The Fat Lady and the COVID Song

They say, “the opera ain’t over until the fat lady sings.”  Undoubtedly “they” are not regular opera attendees, but they make a fair point about finality that I am about to violate.  The “opera” here is the COVID vaccination mandate.

It is the most widespread religious liberty problem I have seen in a long time. By that I mean more Americans are directly impacted by it, and making faith-based objections to it, than any other issue I can recall in recent years.

I started understanding the magnitude of the problem when friends from high school contacted me about it.  Then people who claimed to know my high school friends contacted me about it. Church members contacted me about it. Former clients contacted me. Former law students of mine contacted me as they were about to file federal court lawsuits over it.  Every recent seminar I have given on a religious liberty topic, regardless of the specific issue, resulted in questions about the COVID mandate.  My wife and I were eating dinner in an outdoor restaurant when someone stopped by to ask me about the mandate. Somehow, I missed that it was on the menu.

All that contact made me conclude that either the public interest and consternation over the mandate is huge, or someone is inserting subliminal messages with my name on it in those annoying Medicare open enrollment ads.
————
# Work instructions
A: Answer these questions from the essay on the COVID mandate:
(i) What does the author say the "opera" stands for?
(ii) Where were the author and the author's wife when someone stopped by to ask about the mandate?
(iii) In what ads does the author joke that subliminal messages might be inserted?
B: In the essay on the COVID mandate, rewrite the paragraph that begins "I started understanding the magnitude" as a short list of who contacted the author about the mandate and where.

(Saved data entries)
————
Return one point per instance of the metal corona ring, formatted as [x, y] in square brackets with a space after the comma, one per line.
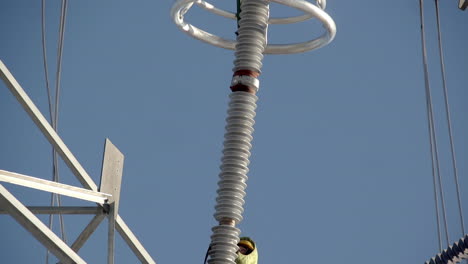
[181, 7]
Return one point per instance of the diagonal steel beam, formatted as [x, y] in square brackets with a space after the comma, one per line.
[463, 4]
[87, 232]
[68, 157]
[46, 129]
[54, 187]
[35, 226]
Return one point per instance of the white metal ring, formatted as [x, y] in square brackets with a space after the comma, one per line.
[182, 6]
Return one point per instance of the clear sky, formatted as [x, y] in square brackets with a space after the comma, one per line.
[340, 167]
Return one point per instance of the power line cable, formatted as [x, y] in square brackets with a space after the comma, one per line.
[449, 122]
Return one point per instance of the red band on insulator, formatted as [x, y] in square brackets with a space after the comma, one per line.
[246, 72]
[243, 88]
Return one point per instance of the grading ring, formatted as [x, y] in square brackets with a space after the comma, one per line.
[181, 7]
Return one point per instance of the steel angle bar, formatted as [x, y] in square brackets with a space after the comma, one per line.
[111, 235]
[69, 210]
[54, 187]
[455, 253]
[46, 129]
[68, 157]
[132, 242]
[35, 226]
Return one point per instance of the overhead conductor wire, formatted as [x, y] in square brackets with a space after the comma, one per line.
[432, 136]
[54, 112]
[449, 122]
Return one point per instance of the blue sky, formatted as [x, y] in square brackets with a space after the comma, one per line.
[340, 166]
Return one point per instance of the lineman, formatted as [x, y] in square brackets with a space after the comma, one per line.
[247, 253]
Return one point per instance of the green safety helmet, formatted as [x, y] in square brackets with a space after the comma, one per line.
[252, 256]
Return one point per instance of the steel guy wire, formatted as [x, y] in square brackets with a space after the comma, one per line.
[54, 113]
[449, 122]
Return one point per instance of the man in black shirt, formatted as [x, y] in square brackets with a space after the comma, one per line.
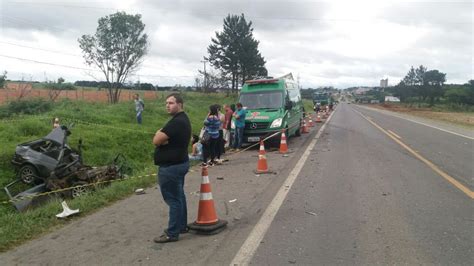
[171, 155]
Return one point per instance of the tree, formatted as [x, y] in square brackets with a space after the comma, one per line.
[117, 49]
[433, 82]
[234, 51]
[3, 78]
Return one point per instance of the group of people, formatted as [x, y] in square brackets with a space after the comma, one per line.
[171, 155]
[216, 136]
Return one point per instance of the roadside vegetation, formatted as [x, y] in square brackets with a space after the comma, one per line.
[106, 130]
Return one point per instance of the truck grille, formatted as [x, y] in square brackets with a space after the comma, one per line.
[256, 125]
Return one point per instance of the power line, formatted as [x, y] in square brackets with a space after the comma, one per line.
[62, 5]
[87, 69]
[47, 63]
[41, 49]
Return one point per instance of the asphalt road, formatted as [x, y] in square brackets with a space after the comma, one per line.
[365, 199]
[358, 197]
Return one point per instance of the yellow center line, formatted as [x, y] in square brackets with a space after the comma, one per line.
————
# Answers in order
A:
(i) The COVID vaccination mandate.
(ii) Eating dinner in an outdoor restaurant.
(iii) Medicare open enrollment ads.

B:
- Friends from high school
- People who claimed to know those high school friends
- Church members
- Former clients
- Former law students who were about to file federal court lawsuits
- Attendees at every recent religious liberty seminar, whatever the topic
- Someone who stopped by while the author and the author's wife were eating at an outdoor restaurant